**DIRECTION**
Retype every row below word for word, leaving out the pictures.

**DATA SUPPLIED**
+ + + + +
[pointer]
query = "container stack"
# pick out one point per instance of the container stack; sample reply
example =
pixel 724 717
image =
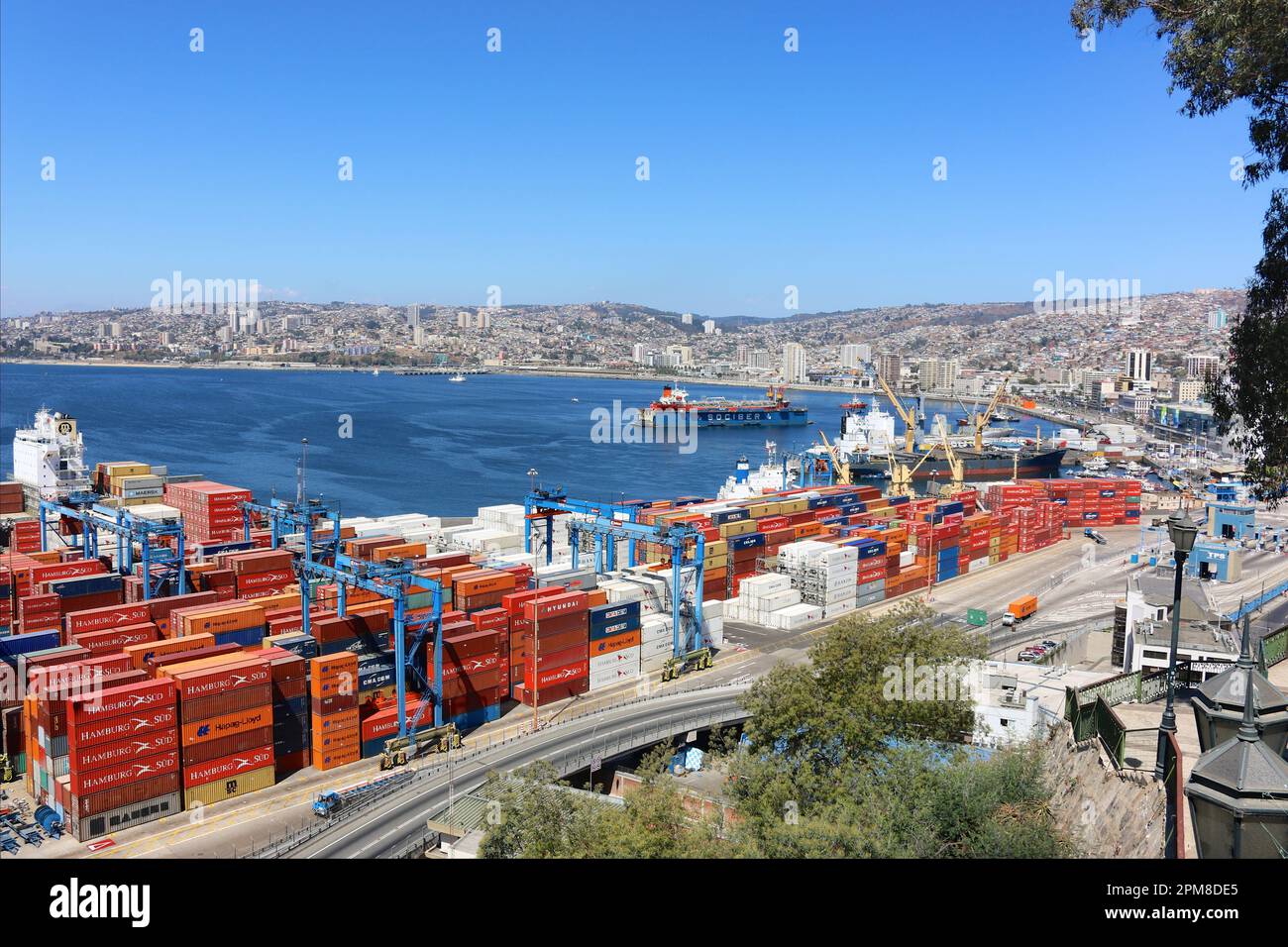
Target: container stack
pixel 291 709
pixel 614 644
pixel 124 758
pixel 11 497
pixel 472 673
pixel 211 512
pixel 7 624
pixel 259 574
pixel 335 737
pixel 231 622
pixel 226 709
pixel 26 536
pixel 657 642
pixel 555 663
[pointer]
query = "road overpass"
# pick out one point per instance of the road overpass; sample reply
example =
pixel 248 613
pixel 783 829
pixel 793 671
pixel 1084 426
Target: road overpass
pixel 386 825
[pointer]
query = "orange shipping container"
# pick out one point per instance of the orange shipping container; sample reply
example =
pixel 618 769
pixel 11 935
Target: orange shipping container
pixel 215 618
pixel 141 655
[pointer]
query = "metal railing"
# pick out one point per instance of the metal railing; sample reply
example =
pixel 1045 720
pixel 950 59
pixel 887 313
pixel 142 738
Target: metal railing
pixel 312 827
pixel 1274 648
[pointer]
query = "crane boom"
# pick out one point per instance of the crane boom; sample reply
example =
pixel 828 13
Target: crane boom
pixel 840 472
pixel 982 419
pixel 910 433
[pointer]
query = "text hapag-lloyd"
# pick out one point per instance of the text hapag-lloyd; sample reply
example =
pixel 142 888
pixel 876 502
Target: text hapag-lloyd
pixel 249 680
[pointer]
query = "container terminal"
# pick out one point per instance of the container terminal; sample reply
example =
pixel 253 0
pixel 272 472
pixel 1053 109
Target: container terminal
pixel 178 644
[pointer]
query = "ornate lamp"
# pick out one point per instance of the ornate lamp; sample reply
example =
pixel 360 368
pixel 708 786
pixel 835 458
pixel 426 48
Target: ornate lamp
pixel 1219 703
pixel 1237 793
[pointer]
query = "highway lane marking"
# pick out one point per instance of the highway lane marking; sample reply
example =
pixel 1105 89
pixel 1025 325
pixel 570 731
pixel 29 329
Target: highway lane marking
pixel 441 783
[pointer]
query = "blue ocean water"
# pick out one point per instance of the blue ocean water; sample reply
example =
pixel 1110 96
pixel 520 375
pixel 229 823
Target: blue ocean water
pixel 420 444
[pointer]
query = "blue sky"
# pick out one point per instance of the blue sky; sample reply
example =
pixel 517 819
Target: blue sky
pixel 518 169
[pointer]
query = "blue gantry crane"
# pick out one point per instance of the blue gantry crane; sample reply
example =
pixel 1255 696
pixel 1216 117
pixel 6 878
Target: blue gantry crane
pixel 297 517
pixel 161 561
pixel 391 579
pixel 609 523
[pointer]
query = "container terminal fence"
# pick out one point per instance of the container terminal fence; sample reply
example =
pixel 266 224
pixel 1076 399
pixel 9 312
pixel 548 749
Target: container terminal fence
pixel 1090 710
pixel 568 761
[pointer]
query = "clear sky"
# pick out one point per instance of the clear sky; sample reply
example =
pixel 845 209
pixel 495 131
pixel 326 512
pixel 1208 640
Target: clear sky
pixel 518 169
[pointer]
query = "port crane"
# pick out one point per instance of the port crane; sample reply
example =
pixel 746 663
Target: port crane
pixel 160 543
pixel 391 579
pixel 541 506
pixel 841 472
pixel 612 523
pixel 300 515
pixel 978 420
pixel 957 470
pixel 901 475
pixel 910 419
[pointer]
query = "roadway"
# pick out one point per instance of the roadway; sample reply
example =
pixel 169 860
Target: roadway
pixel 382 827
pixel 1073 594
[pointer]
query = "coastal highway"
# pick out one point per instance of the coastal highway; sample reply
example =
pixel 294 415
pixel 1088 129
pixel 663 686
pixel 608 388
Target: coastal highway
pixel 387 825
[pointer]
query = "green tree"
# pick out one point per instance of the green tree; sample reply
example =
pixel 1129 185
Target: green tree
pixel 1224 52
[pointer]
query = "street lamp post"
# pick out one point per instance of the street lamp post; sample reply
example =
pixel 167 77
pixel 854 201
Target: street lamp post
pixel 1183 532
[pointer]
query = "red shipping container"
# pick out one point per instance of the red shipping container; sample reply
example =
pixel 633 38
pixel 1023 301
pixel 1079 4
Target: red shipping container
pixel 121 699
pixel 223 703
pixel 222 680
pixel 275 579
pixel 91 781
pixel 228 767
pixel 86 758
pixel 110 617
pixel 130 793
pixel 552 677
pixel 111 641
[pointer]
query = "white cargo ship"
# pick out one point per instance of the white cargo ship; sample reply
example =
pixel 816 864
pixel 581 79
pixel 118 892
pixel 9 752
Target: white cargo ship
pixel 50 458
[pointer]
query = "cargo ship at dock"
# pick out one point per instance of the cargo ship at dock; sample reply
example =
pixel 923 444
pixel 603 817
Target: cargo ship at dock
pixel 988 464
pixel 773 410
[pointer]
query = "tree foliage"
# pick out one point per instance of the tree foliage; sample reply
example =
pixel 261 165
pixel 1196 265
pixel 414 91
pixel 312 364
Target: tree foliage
+ + + + +
**OUTPUT FOR THIS EXERCISE**
[pointer]
query = "container stack"
# pick out one point per instance of the container stack; sample reply
example =
pixel 724 717
image =
Target: container stack
pixel 291 709
pixel 614 644
pixel 124 758
pixel 11 497
pixel 472 673
pixel 211 512
pixel 7 624
pixel 259 574
pixel 335 737
pixel 231 622
pixel 226 709
pixel 26 536
pixel 657 642
pixel 555 663
[pointer]
query = "road overpass"
# pick out one point per instance of the road overpass; sample reply
example =
pixel 248 613
pixel 783 829
pixel 793 671
pixel 1084 426
Target: road overpass
pixel 386 825
[pointer]
query = "orange shipping container"
# pick out one point per instance of the orange shipping container; sample reply
example =
pixel 618 769
pixel 11 935
Target: orange shipping container
pixel 215 618
pixel 141 655
[pointer]
query = "metal railing"
# pick out one point per instance of the metal railing; sample reply
example =
pixel 1045 720
pixel 950 59
pixel 887 313
pixel 142 738
Target: metal railing
pixel 312 827
pixel 1274 648
[pointer]
query = "crane boom"
# pick out one point per instance of the crane boom; sample reply
example =
pixel 828 13
Target: crane boom
pixel 840 472
pixel 982 419
pixel 910 433
[pointer]
query = "text hapag-lloyd"
# pick out one point per instance of the text hapag-lloyd; sample reply
example =
pixel 142 888
pixel 876 502
Target: text hapag-lloyd
pixel 249 680
[pointer]
query = "container terminal"
# pick out one point per instance of the container terminal; sample reply
example =
pixel 253 0
pixel 272 472
pixel 1053 109
Target: container terminal
pixel 178 644
[pointer]
query = "ornate lamp"
# pick out one point per instance of the ornate lamp; sample reply
example =
pixel 360 368
pixel 708 786
pixel 835 458
pixel 426 48
Target: ornate lamp
pixel 1219 703
pixel 1237 793
[pointer]
query = "highway lane marking"
# pick out one point per instance of the highway lane marking; sample reply
example =
pixel 1105 89
pixel 1025 325
pixel 570 731
pixel 29 329
Target: highway lane marking
pixel 441 783
[pointer]
query = "blue ocean water"
# pick out one point per instance of the blue ocean water; sample reply
example =
pixel 1110 96
pixel 520 375
pixel 229 823
Target: blue ocean water
pixel 420 444
[pointer]
query = "blue sky"
# pick out one point per instance of the blue sky; sample reply
example =
pixel 517 819
Target: blue sky
pixel 518 169
[pointer]
query = "blue gantry crane"
# pick out one point per instance of the blue gantry crane; sample reply
example =
pixel 1255 696
pixel 1216 117
pixel 6 878
Target: blue gantry crane
pixel 297 517
pixel 161 561
pixel 391 579
pixel 609 523
[pointer]
query = "container terminal fence"
# pick out one point per instance of the container terminal fence; sample reply
example =
pixel 266 224
pixel 1076 399
pixel 9 312
pixel 548 749
Target: container terminal fence
pixel 1090 710
pixel 568 761
[pointer]
query = "clear sky"
# pick out one point per instance of the clear sky; sample reply
example =
pixel 845 209
pixel 495 131
pixel 326 512
pixel 1208 640
Target: clear sky
pixel 518 169
[pointer]
query = "port crane"
# pick out one point per instance of the port crane; sample reply
example =
pixel 746 663
Target: port crane
pixel 160 543
pixel 391 579
pixel 541 506
pixel 841 472
pixel 612 523
pixel 300 515
pixel 978 420
pixel 957 470
pixel 901 475
pixel 910 419
[pointer]
query = "roadway"
# pick out one point per instance of the roadway; sample reply
example =
pixel 169 860
Target: roadway
pixel 382 827
pixel 1073 594
[pointer]
query = "coastal highway"
# pick out one point per instance of the coastal highway; sample reply
example =
pixel 294 415
pixel 1088 129
pixel 663 686
pixel 608 388
Target: coastal highway
pixel 387 825
[pointer]
query = "green tree"
# pick out one point per instance of the green tree; sample reply
example =
pixel 1129 185
Target: green tree
pixel 1224 52
[pointer]
query = "street lamp post"
# pick out one point per instance of the street lamp post; sample reply
example =
pixel 167 77
pixel 854 201
Target: street lamp post
pixel 1183 532
[pointer]
query = "red shipping container"
# pick out one point per instance of the red shipping container; sample reply
example =
pixel 633 38
pixel 1023 301
pixel 1079 4
Target: red shipping container
pixel 121 699
pixel 223 703
pixel 222 680
pixel 275 579
pixel 91 781
pixel 228 767
pixel 86 758
pixel 110 617
pixel 130 793
pixel 552 677
pixel 111 641
[pointer]
query = "white cargo ship"
# pick out one point per instance of the white cargo ship; sample reply
example =
pixel 816 864
pixel 581 79
pixel 118 892
pixel 9 752
Target: white cargo ship
pixel 50 458
[pointer]
query = "cargo ship at dock"
# pick out one point per instance of the cargo ship at dock; sample reply
example =
pixel 923 444
pixel 603 817
Target: cargo ship at dock
pixel 988 464
pixel 773 410
[pointer]
query = "tree foliage"
# pick out one point per instance of the tree foliage; sample reply
example =
pixel 261 165
pixel 1196 265
pixel 414 91
pixel 312 364
Target: tree foliage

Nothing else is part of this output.